The size of an article, expressed either as the word count, analyzed in [3], or as the article length, as done here, is able to discriminate the articles belonging to the highest and lowest quality classes. This is testified also by the results achieved exploiting the baseline model of [16], which poorly succeeds in discriminating the articles of the intermediate quality classes, while achieving good results for Stub and FA. Here, the newly introduced features have a predominant effect on the articles of the highest classes. This could be justified by the fact that those articles contain, on average, more text and, then, NLP-based features can exploit more words belonging to a specific domain.

Then, we observe that the ROC Area and the F-Measure are not tightly coupled (namely: high values for the first metric can correspond to low values for the second one, see for example C and GA): this is due to the nature of the ROC Area, that is affected by the different sizes of the considered classes. As an example, we can observe that the baseline model has the same ROC Area value for the articles of both class B and class GA, while the F-Measure of articles of class B is 0.282 higher than that of class GA.

Finally, the results confirm that the adoption of domain-based features and, in general, of features that leverage NLP, help to distinguish between articles in the lowest classes and articles in the highest classes, as highlighted in bold in Table 3. We notice also that exploiting the full medical domain leads us to the achievement of the best results.

5 Related Work

Automatic quality evaluation of Wikipedia articles has been addressed in previous works with both unsupervised and supervised learning approaches. The common idea of most of the existing work, like [3, 1618], is to identify a feature set, having as a starting point the Wikipedia project guidelines, to be exploited with the objective in mind to automatically label the articles.

Recent studies specifically address the quality of medical information. In [2], the authors debate if Wikipedia is a reliable learning resource for medical students, evaluating articles on respiratory topics and cardiovascular diseases. In [11] the authors measure the quality of medical information in Wikipedia, by adopting an unsupervised approach based on the Analytic Hierarchy Process, a multi-criteria decision making technique [14]. The work in [5] aims to provide the web surfers a numerical indication of Quality of Medical Web Sites. A similar measurement is considered in [15], where the authors present an empirical analysis that suggests the need to define genre-specific templates for quality evaluation and to develop models for an automatic genre-based classification of health information Web pages. In addition, the study shows that consumers may lack the motivation or literacy skills to evaluate the information quality of health Web pages. Clearly, this further highlights the importance to develop accessible automatic information quality evaluation tools and ontologies. Our work moves towards the goal, by specifically considering domain-relevant features and featuring an automatic classification task spanning over more than two classes.

6 Conclusions

In this work, we aimed to provide a fine grained classification mechanism for all the quality classes of the articles of the Wikipedia Medical Portal. An important and novel aspect of our classifier, with respect to previous works, is the leveraging of features extracted from the specific, medical domain, with the help of Natural Language Processing techniques. As the results of our experiments confirm, considering specific domain-based features, like Domain Informativeness and Category, can eventually help and improve the automatic classification results. We are planning to extend the work to include other domains, in order to further validate our approach.

SUPPLIED ENTRIES:
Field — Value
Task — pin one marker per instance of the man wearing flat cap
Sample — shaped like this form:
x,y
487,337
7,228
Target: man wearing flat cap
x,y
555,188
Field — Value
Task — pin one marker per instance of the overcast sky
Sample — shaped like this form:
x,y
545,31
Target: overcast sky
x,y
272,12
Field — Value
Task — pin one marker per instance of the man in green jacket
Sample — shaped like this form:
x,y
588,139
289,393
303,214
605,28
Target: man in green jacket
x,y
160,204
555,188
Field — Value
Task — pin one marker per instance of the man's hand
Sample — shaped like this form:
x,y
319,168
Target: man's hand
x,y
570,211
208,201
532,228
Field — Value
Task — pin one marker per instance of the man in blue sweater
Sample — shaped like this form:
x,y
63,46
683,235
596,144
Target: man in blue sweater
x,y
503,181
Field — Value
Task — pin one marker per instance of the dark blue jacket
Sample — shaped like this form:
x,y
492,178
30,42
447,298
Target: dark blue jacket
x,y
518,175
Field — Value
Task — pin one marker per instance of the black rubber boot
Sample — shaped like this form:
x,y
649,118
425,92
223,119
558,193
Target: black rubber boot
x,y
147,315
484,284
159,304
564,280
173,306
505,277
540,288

* * *

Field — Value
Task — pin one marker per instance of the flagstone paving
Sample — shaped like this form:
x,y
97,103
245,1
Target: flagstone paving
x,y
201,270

REQUIRED WORK:
Please copy word for word the part of the excerpt above on Wikipedia article quality, starting at the words "6 Conclusions" and stopping after "validate our approach.".

WRITTEN SOLUTION:
6 Conclusions

In this work, we aimed to provide a fine grained classification mechanism for all the quality classes of the articles of the Wikipedia Medical Portal. An important and novel aspect of our classifier, with respect to previous works, is the leveraging of features extracted from the specific, medical domain, with the help of Natural Language Processing techniques. As the results of our experiments confirm, considering specific domain-based features, like Domain Informativeness and Category, can eventually help and improve the automatic classification results. We are planning to extend the work to include other domains, in order to further validate our approach.